# [What needs to be done]
Repeat every row below word for word, and leave the pictures out of your answer.

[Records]

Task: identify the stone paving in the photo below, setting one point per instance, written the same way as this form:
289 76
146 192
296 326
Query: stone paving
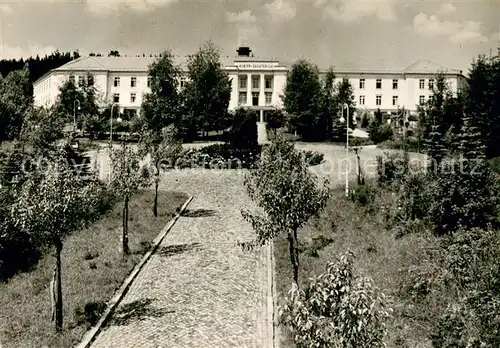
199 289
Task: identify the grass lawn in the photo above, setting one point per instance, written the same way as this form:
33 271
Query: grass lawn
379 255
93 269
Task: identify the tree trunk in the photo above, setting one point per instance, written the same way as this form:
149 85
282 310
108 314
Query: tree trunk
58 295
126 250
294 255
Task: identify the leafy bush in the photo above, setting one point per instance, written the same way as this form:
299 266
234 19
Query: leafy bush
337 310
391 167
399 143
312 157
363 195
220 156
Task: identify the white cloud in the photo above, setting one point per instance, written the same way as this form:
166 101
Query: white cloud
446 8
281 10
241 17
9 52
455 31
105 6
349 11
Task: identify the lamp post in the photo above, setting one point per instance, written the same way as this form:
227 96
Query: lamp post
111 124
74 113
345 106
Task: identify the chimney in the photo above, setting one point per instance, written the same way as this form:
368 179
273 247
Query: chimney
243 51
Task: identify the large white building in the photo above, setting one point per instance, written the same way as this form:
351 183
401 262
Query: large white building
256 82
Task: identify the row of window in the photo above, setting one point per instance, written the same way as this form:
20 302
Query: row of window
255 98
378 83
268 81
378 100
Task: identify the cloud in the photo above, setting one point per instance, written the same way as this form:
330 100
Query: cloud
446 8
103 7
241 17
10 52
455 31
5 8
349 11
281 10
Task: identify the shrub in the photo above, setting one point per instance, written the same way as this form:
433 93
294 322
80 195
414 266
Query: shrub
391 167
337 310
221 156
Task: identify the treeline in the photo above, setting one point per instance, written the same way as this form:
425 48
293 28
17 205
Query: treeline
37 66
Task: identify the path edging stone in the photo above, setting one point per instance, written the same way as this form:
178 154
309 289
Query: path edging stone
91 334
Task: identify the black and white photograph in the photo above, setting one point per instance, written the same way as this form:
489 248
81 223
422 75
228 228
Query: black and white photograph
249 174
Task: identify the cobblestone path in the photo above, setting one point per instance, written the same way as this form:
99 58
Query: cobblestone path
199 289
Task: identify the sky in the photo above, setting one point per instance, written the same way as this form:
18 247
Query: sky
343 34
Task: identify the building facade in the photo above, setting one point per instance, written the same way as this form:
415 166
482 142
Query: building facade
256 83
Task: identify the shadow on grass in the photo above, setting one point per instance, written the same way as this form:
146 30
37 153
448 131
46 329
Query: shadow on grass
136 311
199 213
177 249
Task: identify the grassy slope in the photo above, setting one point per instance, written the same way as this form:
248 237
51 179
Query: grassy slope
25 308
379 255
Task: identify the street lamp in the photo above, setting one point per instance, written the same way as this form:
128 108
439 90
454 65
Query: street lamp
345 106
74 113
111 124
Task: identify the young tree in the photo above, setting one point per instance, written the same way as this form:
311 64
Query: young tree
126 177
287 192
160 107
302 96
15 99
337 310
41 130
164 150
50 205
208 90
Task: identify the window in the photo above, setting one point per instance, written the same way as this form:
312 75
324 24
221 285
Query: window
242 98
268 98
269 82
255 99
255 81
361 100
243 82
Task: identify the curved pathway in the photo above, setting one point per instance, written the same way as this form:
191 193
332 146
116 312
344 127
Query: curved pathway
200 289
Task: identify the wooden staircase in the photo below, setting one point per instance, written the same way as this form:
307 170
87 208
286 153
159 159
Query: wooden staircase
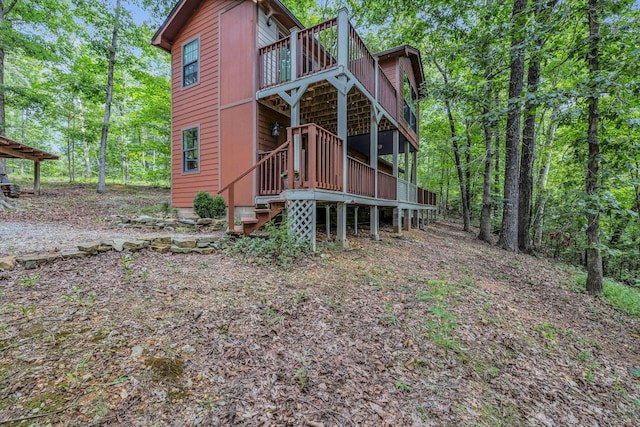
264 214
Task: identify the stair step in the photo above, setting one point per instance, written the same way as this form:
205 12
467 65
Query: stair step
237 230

# [Task result]
Task: identify the stone paving in the photo below, setting one point per instance, written the same way as this form:
289 76
146 192
296 326
Query: stone paving
199 289
Task: identify the grass lawn in the photo above, setting one point per instance, written the same way as this form:
33 271
Query: grass lawn
379 255
93 269
Task: identify the tree trunk in the photo above, setting one point per instance, written the same way as this form:
149 85
282 310
108 314
Query: tree trunk
58 295
126 250
294 255
Task: identify the leafy bush in the photo above, setting one point per instance, written the same way as this form:
299 266
234 19
Query: leafy bush
337 310
391 167
399 143
312 157
363 195
220 156
Task: identify the white cloud in the photo above, setting one point per instance, written the same way as this form:
166 101
Query: white cloud
446 8
281 10
241 17
9 52
455 31
105 6
349 11
Task: identify the lamp post in the photo above, setting one point per instance, written the same way as this form:
227 96
Query: lamp post
111 124
74 113
345 106
Task: identify the chimney in the photo above, setting one point per instance, written the same way as this form:
368 179
273 247
Query: chimney
243 51
Task: identify the large white building in the photo above, setting one point per instance, written the same way as this form:
351 183
401 262
Query: large white building
256 82
Task: identify the row of window in the photo above, setting one point per instance, written the same way as this form:
20 302
Query: row of window
255 98
378 83
268 81
378 100
Task: identify the cloud in the photo above, setting one point per instance, written the same way as this form:
330 100
Query: cloud
446 8
103 7
241 17
10 52
455 31
5 8
349 11
281 10
Task: identify the shrub in the photo above, setting one point per instance, written the same way as this form:
433 93
294 322
80 195
414 266
Query: shrub
391 167
337 310
221 156
Task: identify the treeline in the photo above, setting one point per instance, written the same way as this form:
425 48
293 28
17 205
Query: treeline
37 66
Task: identify the path edging stone in the photo above, setting one point per instance, written the same way as this form:
178 154
309 289
Query: path edging stone
91 334
Task: identify the black and white photograph in the photo above, setting one point per instance, written the same way as this form:
489 248
81 223
422 75
228 228
Query: black and white photograph
249 174
Task: identify the cobblestone path in the photo above, setting one point per instance, written the same way as this form:
99 58
Query: cobblestone path
199 289
Task: identify the sky in the photo above, setting one point per instance, written the same way as this form:
18 247
Query: sky
343 34
Task: identify the building facade in the photo above, setting one point per instance, written the same way as this form:
415 166
482 142
Query: building facade
256 83
Task: identify the shadow on grass in the photo above, setting one point per instance, written the same way as this form:
146 30
37 153
448 131
46 329
Query: shadow on grass
136 311
199 213
177 249
Task: identify the grassy slope in the photo above, setting one point per instance, written the same way as this form:
248 237
51 179
Query: grassy slope
25 308
379 255
Task: identify the street lamp in the photo above, setting one point per instance, written the same way as this form:
128 108
439 90
454 65
Query: street lamp
345 106
74 113
111 124
Task: identify the young tree in the photo above, setting one point per instance, written the same way as this form:
311 64
Query: young tree
126 177
287 192
160 107
302 96
15 99
337 310
41 130
164 150
50 205
208 90
Task: identify the window in the photo above, setting one point per instance, written the same way as this form:
312 75
324 24
221 285
Query: window
242 98
268 98
269 82
255 99
255 81
361 100
243 82
Task: identify the curved pathway in the photo above, setting one point per instance, written the same way as this form:
191 193
332 146
116 312
344 127
Query: curved pathway
200 289
Task: identify the wooden staircase in the photo below, setting one point per instance, written the same way as this form:
307 170
87 208
286 153
159 159
Query: wooden staircase
264 214
Task: identify the stair step in the photo above, setting one point per instance, written the same way as this form:
205 12
467 65
Query: stair step
237 230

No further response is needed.